• SUPPLIED RECORDS
· · · ·
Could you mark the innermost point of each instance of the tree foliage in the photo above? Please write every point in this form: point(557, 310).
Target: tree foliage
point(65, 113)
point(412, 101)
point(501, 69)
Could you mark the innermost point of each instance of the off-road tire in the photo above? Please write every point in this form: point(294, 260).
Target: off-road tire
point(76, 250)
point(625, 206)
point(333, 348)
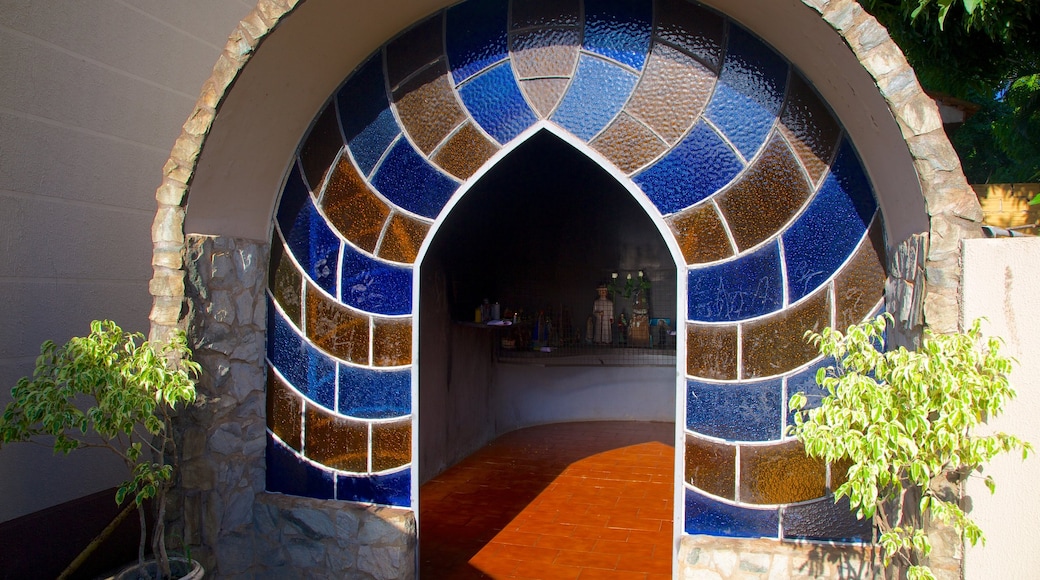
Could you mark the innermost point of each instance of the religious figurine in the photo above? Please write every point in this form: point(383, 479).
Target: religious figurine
point(602, 311)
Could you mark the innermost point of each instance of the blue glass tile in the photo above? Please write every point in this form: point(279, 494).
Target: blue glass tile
point(393, 489)
point(705, 516)
point(496, 103)
point(749, 286)
point(823, 237)
point(596, 95)
point(825, 520)
point(749, 93)
point(303, 366)
point(373, 286)
point(294, 194)
point(287, 473)
point(619, 29)
point(369, 393)
point(409, 181)
point(697, 167)
point(475, 36)
point(735, 412)
point(315, 246)
point(368, 124)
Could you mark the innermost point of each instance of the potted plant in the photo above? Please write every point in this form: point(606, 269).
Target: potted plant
point(115, 391)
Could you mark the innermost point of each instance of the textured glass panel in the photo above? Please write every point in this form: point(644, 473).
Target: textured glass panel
· · · ·
• TASK TO CARRY OUT
Print every one of the lines above again, word for word, and leave the pictures out.

• COMPLETE ANSWER
Could you mark the innermost point of each instance of the tree foliage in the photo above? Please write every point in this form: point(557, 310).
Target: tree foliage
point(65, 113)
point(412, 101)
point(501, 69)
Could you mark the innermost point of each instance of the off-road tire in the photo above? Please write every point in this form: point(294, 260).
Target: off-road tire
point(76, 250)
point(625, 206)
point(333, 348)
Could you mark the innermost point of each instance of the religious figurine in the photo above? Please write every point in this form: point(383, 479).
Target: religious figurine
point(602, 311)
Could you mark the innermost point of each instance of the blue glass tile in the photo above? Please write every point in this form: point(279, 494).
Target: blue glass tile
point(393, 489)
point(705, 516)
point(496, 103)
point(749, 286)
point(823, 237)
point(596, 95)
point(825, 520)
point(749, 93)
point(303, 366)
point(373, 286)
point(294, 194)
point(287, 473)
point(619, 29)
point(369, 393)
point(409, 181)
point(697, 167)
point(475, 36)
point(735, 412)
point(315, 246)
point(368, 124)
Could you mark the innermost point of each instance of the potted plant in the photo above? Please write every point in this form: point(606, 269).
Target: potted plant
point(115, 391)
Could you mark the innermost point of each instance of the textured glass panel in the photo above? Please write every point in this form: point(644, 473).
Target: textured glass panel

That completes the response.